— GIVEN TASK —
In the lines below, find the one that contains "Could you please identify the wooden table" and write it out exactly, along with every line that follows it.

— RECORD EXTRACTS —

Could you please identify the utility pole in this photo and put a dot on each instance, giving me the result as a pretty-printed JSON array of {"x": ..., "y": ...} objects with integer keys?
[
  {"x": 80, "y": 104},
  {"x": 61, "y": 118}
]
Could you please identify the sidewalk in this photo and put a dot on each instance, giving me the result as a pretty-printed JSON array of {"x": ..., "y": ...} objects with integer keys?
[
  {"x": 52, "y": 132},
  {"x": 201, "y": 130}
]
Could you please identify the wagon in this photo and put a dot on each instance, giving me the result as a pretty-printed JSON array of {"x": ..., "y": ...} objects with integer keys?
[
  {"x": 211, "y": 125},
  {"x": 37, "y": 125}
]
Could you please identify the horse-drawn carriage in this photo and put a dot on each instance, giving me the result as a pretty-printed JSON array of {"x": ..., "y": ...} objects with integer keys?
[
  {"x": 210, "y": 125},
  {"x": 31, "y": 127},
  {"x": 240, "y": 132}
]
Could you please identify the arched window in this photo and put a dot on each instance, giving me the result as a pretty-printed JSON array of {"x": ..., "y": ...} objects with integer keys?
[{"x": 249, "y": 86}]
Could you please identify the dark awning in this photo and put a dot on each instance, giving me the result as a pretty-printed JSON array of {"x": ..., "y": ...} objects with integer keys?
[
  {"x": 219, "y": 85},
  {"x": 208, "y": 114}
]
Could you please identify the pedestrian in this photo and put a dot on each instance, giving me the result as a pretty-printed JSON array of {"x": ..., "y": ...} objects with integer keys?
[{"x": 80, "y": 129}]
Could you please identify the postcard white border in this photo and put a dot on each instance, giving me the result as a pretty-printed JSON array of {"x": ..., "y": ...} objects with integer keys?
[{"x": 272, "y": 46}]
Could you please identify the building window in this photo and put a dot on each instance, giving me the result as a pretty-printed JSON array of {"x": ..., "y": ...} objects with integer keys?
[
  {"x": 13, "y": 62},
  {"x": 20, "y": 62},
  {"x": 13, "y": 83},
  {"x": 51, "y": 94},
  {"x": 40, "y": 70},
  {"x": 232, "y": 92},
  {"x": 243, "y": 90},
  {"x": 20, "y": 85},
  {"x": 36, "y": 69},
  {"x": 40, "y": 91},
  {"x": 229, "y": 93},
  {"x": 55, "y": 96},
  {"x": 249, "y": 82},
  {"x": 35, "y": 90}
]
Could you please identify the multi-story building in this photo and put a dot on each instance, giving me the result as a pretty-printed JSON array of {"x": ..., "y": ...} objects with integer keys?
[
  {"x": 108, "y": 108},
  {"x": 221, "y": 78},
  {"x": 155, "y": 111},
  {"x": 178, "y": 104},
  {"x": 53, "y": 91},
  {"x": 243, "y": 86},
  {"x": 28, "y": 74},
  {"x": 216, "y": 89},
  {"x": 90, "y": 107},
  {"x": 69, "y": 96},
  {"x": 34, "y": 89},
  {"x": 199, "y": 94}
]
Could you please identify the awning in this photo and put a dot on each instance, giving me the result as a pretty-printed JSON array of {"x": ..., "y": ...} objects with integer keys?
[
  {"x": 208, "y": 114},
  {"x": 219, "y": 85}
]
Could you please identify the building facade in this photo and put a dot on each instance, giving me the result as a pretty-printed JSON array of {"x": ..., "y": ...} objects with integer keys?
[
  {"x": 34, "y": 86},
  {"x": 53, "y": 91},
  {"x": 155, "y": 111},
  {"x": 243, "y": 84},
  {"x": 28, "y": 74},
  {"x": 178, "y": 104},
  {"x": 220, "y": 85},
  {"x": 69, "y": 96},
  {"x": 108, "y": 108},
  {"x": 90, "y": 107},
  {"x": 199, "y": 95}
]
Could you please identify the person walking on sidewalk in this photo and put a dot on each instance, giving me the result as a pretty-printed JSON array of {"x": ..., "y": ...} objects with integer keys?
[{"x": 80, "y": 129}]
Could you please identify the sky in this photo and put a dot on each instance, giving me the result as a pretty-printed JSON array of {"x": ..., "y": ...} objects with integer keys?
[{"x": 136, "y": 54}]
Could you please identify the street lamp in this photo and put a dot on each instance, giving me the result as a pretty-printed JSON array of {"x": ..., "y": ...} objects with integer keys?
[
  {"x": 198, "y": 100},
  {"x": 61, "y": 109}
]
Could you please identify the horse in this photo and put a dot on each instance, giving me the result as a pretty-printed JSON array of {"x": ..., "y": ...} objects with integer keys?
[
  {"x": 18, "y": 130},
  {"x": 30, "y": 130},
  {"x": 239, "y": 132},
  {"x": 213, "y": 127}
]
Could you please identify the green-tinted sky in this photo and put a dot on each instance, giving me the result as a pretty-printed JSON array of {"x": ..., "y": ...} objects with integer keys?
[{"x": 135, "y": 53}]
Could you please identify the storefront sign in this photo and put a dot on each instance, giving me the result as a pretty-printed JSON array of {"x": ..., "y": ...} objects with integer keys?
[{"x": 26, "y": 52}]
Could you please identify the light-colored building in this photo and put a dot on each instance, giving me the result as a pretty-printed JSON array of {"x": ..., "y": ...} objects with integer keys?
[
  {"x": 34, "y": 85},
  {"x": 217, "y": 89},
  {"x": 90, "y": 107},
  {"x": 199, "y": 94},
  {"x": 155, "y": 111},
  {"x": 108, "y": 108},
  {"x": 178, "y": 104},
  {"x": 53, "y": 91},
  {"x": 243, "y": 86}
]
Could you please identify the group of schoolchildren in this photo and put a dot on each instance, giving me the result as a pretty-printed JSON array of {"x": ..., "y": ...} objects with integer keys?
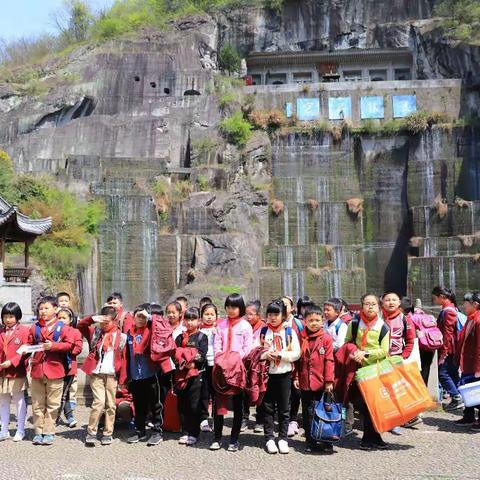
[{"x": 213, "y": 364}]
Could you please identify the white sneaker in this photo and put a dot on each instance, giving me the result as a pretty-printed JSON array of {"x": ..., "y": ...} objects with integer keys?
[
  {"x": 283, "y": 446},
  {"x": 271, "y": 447},
  {"x": 292, "y": 429},
  {"x": 205, "y": 427},
  {"x": 19, "y": 436}
]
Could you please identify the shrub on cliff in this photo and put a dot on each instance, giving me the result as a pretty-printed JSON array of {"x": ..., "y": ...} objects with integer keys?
[
  {"x": 229, "y": 60},
  {"x": 74, "y": 222},
  {"x": 236, "y": 129}
]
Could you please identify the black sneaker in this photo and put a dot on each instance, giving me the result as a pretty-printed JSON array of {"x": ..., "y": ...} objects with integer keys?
[
  {"x": 106, "y": 440},
  {"x": 137, "y": 437},
  {"x": 455, "y": 404},
  {"x": 155, "y": 439}
]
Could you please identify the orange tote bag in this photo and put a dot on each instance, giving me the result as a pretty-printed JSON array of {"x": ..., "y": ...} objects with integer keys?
[{"x": 392, "y": 393}]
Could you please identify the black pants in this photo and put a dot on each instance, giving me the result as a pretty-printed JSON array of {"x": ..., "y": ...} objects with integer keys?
[
  {"x": 259, "y": 411},
  {"x": 426, "y": 359},
  {"x": 277, "y": 399},
  {"x": 146, "y": 400},
  {"x": 237, "y": 404},
  {"x": 209, "y": 393},
  {"x": 294, "y": 403},
  {"x": 190, "y": 405},
  {"x": 308, "y": 401}
]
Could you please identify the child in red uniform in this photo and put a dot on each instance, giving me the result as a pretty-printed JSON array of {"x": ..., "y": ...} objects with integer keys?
[
  {"x": 191, "y": 391},
  {"x": 314, "y": 371},
  {"x": 447, "y": 323},
  {"x": 104, "y": 364},
  {"x": 48, "y": 369},
  {"x": 468, "y": 353},
  {"x": 66, "y": 316},
  {"x": 13, "y": 373}
]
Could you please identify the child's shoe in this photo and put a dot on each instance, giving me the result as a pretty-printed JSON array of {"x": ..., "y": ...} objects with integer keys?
[
  {"x": 106, "y": 440},
  {"x": 48, "y": 439},
  {"x": 271, "y": 447},
  {"x": 205, "y": 427},
  {"x": 71, "y": 422},
  {"x": 90, "y": 440},
  {"x": 283, "y": 446},
  {"x": 155, "y": 439},
  {"x": 233, "y": 447},
  {"x": 292, "y": 429},
  {"x": 19, "y": 436}
]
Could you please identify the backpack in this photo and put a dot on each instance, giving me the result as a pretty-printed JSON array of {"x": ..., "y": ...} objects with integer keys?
[
  {"x": 429, "y": 336},
  {"x": 356, "y": 323},
  {"x": 461, "y": 319},
  {"x": 162, "y": 344},
  {"x": 328, "y": 424},
  {"x": 257, "y": 376},
  {"x": 56, "y": 338},
  {"x": 299, "y": 324}
]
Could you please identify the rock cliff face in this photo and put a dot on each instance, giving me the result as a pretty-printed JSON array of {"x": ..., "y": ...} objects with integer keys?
[{"x": 122, "y": 115}]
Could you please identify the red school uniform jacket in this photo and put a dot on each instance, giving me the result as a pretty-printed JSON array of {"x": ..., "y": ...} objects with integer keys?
[
  {"x": 447, "y": 323},
  {"x": 89, "y": 331},
  {"x": 316, "y": 365},
  {"x": 468, "y": 349},
  {"x": 77, "y": 342},
  {"x": 10, "y": 342},
  {"x": 50, "y": 364}
]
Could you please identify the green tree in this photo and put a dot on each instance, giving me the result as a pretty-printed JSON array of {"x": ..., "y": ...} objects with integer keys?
[{"x": 229, "y": 60}]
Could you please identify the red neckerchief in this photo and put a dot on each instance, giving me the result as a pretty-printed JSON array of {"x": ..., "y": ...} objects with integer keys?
[
  {"x": 369, "y": 324},
  {"x": 307, "y": 337},
  {"x": 108, "y": 336},
  {"x": 139, "y": 347},
  {"x": 389, "y": 316},
  {"x": 231, "y": 323},
  {"x": 258, "y": 325}
]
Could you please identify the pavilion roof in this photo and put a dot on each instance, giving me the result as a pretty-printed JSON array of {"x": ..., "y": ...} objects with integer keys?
[
  {"x": 258, "y": 59},
  {"x": 17, "y": 227}
]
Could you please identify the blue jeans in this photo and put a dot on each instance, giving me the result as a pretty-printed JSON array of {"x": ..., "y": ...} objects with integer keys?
[{"x": 448, "y": 376}]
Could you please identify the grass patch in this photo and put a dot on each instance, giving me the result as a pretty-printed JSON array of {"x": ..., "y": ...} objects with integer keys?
[{"x": 75, "y": 223}]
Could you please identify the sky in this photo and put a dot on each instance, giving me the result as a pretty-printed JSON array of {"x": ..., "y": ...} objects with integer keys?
[{"x": 25, "y": 18}]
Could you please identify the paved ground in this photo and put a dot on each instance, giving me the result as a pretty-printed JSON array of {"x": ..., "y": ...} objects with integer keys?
[{"x": 437, "y": 449}]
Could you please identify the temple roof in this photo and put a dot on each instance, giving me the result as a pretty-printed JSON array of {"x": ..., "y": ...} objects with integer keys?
[
  {"x": 16, "y": 227},
  {"x": 260, "y": 59}
]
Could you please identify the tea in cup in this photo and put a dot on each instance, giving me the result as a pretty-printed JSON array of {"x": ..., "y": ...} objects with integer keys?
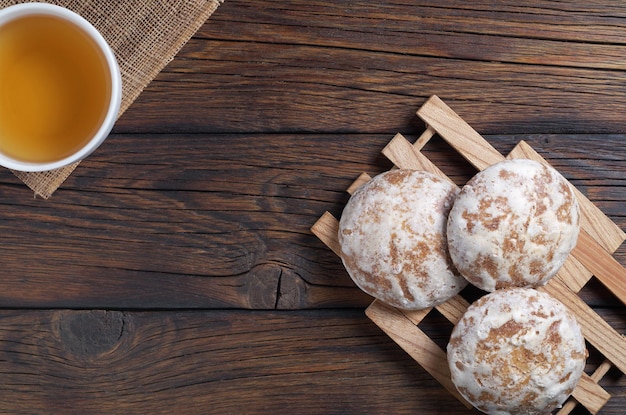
[{"x": 60, "y": 87}]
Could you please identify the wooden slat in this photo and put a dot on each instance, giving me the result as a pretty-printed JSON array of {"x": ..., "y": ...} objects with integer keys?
[
  {"x": 459, "y": 134},
  {"x": 592, "y": 219},
  {"x": 571, "y": 278},
  {"x": 610, "y": 272},
  {"x": 326, "y": 229},
  {"x": 597, "y": 375},
  {"x": 416, "y": 343},
  {"x": 597, "y": 331},
  {"x": 405, "y": 155},
  {"x": 590, "y": 394}
]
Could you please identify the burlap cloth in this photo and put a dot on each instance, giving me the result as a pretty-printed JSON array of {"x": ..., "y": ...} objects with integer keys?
[{"x": 145, "y": 35}]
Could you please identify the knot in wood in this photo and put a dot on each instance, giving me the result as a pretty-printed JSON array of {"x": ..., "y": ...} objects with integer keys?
[{"x": 91, "y": 334}]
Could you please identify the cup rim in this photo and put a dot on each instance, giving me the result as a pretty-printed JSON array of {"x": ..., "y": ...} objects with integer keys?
[{"x": 26, "y": 9}]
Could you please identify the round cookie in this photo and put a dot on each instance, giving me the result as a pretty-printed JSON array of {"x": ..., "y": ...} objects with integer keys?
[
  {"x": 392, "y": 235},
  {"x": 513, "y": 225},
  {"x": 516, "y": 351}
]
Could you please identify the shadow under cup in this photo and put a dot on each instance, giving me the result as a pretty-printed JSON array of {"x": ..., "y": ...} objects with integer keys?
[{"x": 60, "y": 87}]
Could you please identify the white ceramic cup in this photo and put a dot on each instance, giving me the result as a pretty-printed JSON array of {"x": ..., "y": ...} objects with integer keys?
[{"x": 19, "y": 11}]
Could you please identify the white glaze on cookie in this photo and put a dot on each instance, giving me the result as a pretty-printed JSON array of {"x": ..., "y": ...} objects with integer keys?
[
  {"x": 513, "y": 225},
  {"x": 516, "y": 351},
  {"x": 393, "y": 239}
]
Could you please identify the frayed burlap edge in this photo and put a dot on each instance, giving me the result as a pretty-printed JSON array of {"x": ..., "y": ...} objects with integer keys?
[{"x": 170, "y": 27}]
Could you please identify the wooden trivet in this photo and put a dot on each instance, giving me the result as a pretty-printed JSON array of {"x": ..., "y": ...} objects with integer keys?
[{"x": 599, "y": 239}]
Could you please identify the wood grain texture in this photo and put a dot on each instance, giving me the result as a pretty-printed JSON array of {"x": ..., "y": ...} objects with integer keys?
[
  {"x": 230, "y": 229},
  {"x": 216, "y": 362},
  {"x": 201, "y": 202},
  {"x": 541, "y": 68}
]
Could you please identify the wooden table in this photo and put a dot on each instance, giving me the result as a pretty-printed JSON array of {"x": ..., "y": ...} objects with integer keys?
[{"x": 175, "y": 270}]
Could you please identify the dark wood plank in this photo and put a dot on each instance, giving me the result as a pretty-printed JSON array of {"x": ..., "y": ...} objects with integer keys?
[
  {"x": 222, "y": 221},
  {"x": 326, "y": 362},
  {"x": 278, "y": 66}
]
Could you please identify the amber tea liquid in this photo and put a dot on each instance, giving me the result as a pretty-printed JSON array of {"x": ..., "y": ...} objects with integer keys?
[{"x": 54, "y": 88}]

— FULL ANSWER —
Could you please identify the wooden table in this photo and put a dot on each instance, giving me the result as a pretty-printed JSON array of {"x": ..., "y": ...} objects with integer keys?
[{"x": 175, "y": 270}]
Could you please identify the dark wood plank in this photo and put a dot on each instance, giving me the result as a pretty-printed JSON array of {"x": ..., "y": ...} objects with integer keys?
[
  {"x": 222, "y": 221},
  {"x": 326, "y": 362},
  {"x": 278, "y": 66}
]
Could you please identify the amber tea liquid in this photo and put a dot on each instance, giving me the result as a pretty-printed JSON array of {"x": ..., "y": ...} objects with integer keys?
[{"x": 54, "y": 88}]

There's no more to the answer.